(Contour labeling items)
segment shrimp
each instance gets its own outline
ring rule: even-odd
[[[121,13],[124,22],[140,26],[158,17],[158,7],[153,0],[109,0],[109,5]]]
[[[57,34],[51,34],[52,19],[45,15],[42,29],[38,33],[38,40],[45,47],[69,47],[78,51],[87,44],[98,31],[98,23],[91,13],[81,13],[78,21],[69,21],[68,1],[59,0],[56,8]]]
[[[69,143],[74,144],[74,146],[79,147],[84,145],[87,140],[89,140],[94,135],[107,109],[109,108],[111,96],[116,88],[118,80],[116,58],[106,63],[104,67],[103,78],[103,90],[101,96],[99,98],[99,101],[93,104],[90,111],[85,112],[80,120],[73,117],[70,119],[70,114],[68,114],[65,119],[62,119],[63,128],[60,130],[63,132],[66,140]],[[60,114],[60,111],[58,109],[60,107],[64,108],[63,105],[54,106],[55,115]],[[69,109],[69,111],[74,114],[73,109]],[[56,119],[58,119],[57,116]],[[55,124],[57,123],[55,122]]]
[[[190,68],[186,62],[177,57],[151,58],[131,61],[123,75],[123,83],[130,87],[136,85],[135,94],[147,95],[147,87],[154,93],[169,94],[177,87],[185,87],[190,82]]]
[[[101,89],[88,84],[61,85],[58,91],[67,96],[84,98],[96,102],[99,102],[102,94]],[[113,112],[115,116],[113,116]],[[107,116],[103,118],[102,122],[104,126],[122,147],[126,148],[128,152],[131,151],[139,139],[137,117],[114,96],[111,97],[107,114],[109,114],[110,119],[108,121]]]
---
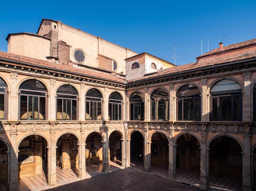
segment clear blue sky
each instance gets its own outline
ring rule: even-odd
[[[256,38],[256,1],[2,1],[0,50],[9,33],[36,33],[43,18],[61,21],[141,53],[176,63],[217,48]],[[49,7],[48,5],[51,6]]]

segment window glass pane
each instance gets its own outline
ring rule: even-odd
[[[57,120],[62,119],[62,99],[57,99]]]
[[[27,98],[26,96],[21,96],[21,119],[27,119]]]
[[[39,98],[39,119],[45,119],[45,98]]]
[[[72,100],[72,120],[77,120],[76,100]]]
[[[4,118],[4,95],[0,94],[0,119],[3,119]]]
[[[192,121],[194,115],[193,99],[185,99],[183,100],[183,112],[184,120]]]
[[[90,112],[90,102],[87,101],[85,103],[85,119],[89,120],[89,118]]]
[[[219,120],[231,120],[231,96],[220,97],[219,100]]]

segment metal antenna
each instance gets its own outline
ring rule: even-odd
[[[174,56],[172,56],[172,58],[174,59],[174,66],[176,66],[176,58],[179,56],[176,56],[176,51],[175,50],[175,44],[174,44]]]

Your objective: Reproduce the lines of the listing unchanged, beginning with the line that contains "segment window glass pane" and ending after the line that contains "[[[219,120],[231,120],[231,96],[220,97],[219,100]]]".

Written solution:
segment window glass pane
each instance gets its own outline
ring rule: even-odd
[[[57,120],[62,119],[62,99],[57,99]]]
[[[27,98],[26,96],[21,96],[21,119],[27,119]]]
[[[39,98],[39,119],[45,119],[45,98]]]
[[[72,100],[72,120],[77,120],[76,100]]]
[[[4,118],[4,95],[0,94],[0,119],[3,119]]]
[[[192,121],[194,115],[193,99],[185,99],[183,100],[183,112],[184,120]]]
[[[90,112],[90,102],[87,101],[85,103],[85,119],[89,120],[89,118]]]
[[[219,120],[231,120],[231,96],[220,97],[219,100]]]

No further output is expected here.